[What you will do]: Scale the items from the line containing "locate river water" through the end of the items, both ends included, reproducing every line with the request unchanged. Multiply each bounding box coordinate in the answer by 1.5 and round it to a whole number, with halves rounded up.

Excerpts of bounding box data
☆ ☆ ☆ ☆ ☆ ☆ ☆
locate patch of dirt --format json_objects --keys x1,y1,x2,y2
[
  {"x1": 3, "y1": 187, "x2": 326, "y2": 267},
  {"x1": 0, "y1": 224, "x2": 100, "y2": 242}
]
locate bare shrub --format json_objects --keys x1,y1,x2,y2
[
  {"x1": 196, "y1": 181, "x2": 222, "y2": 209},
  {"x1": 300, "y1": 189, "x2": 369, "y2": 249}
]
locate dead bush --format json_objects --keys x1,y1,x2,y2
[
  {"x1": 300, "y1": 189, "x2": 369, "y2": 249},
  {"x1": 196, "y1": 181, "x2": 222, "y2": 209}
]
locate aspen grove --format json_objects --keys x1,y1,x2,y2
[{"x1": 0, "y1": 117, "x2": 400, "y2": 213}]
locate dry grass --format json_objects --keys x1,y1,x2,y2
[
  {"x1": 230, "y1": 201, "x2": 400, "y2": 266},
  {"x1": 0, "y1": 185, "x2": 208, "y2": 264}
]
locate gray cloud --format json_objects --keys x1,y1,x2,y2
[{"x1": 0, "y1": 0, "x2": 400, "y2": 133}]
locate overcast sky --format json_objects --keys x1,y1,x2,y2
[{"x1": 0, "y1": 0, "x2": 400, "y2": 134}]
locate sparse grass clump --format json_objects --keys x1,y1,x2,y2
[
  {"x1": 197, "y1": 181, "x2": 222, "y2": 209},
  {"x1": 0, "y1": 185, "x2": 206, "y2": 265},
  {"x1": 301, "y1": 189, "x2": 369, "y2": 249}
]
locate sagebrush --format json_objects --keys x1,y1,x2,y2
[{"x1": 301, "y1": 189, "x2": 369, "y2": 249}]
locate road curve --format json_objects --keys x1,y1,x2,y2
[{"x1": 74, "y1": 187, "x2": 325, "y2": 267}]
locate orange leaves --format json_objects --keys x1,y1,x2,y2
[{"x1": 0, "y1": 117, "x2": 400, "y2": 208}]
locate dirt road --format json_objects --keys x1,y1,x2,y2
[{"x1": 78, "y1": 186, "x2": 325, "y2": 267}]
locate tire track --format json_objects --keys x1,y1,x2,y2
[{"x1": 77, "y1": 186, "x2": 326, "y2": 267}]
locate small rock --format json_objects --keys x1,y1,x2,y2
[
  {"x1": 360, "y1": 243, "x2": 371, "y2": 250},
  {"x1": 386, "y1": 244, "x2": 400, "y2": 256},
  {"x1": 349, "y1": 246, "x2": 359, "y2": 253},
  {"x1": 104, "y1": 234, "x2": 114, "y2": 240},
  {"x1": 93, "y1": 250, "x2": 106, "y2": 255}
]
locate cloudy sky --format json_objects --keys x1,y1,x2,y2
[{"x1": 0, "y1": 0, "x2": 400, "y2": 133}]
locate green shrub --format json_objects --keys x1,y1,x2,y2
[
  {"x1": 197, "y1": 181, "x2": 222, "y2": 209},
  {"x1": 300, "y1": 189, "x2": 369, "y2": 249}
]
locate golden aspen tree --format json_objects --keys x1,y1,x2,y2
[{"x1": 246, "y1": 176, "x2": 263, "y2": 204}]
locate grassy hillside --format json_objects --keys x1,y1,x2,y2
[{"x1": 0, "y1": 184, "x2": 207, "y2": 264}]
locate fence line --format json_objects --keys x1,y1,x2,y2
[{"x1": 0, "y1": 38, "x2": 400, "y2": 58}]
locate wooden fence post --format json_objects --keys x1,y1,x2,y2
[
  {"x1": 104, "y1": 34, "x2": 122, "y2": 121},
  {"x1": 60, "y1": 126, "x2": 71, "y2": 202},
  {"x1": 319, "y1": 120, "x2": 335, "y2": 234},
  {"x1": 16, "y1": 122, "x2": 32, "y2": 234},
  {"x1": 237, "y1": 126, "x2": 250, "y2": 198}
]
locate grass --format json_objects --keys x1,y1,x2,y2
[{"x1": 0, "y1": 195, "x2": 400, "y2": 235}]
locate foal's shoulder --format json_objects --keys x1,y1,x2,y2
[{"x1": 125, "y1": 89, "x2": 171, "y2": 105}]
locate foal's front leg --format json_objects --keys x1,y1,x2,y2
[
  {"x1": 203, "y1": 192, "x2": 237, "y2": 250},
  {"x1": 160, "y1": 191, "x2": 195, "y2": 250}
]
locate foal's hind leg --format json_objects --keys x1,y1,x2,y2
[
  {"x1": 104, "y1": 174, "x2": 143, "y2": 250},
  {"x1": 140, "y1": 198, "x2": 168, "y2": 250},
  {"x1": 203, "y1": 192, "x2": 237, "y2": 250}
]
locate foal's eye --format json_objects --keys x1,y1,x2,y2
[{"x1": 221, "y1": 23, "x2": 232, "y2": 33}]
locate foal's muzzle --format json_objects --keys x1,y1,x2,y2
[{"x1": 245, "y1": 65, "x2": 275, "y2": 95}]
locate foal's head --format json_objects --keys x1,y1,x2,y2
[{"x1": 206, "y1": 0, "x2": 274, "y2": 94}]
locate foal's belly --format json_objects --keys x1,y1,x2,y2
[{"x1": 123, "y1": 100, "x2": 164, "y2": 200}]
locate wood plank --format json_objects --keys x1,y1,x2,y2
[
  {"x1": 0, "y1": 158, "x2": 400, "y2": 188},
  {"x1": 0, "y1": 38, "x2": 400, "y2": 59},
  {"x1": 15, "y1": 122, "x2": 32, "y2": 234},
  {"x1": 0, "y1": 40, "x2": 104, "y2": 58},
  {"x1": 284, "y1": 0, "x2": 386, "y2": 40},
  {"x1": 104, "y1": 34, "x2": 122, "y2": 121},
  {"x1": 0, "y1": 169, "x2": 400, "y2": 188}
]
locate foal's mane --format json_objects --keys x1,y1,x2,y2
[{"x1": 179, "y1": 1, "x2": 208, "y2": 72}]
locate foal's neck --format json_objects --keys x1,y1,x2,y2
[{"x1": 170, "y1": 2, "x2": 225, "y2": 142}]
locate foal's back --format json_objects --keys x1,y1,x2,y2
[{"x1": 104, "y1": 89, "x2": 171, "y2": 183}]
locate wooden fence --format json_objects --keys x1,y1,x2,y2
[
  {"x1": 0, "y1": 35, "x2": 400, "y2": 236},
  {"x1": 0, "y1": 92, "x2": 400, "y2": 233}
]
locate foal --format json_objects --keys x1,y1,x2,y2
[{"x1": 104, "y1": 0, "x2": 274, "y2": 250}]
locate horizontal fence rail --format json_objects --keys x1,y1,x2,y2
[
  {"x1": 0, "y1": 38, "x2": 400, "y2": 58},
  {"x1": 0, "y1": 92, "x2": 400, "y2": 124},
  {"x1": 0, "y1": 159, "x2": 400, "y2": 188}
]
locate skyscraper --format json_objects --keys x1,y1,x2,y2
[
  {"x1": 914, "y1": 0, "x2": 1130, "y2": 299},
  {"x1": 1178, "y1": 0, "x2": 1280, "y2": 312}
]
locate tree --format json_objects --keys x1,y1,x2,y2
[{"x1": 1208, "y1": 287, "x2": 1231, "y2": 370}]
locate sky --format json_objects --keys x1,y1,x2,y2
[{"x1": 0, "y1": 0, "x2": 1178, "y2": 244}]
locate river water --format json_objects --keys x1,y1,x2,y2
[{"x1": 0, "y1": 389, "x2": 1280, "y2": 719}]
☆ ☆ ☆ ☆ ☆ ☆ ☆
[Answer to the task]:
locate river water --format json_objects --keys x1,y1,x2,y2
[{"x1": 0, "y1": 584, "x2": 1920, "y2": 1079}]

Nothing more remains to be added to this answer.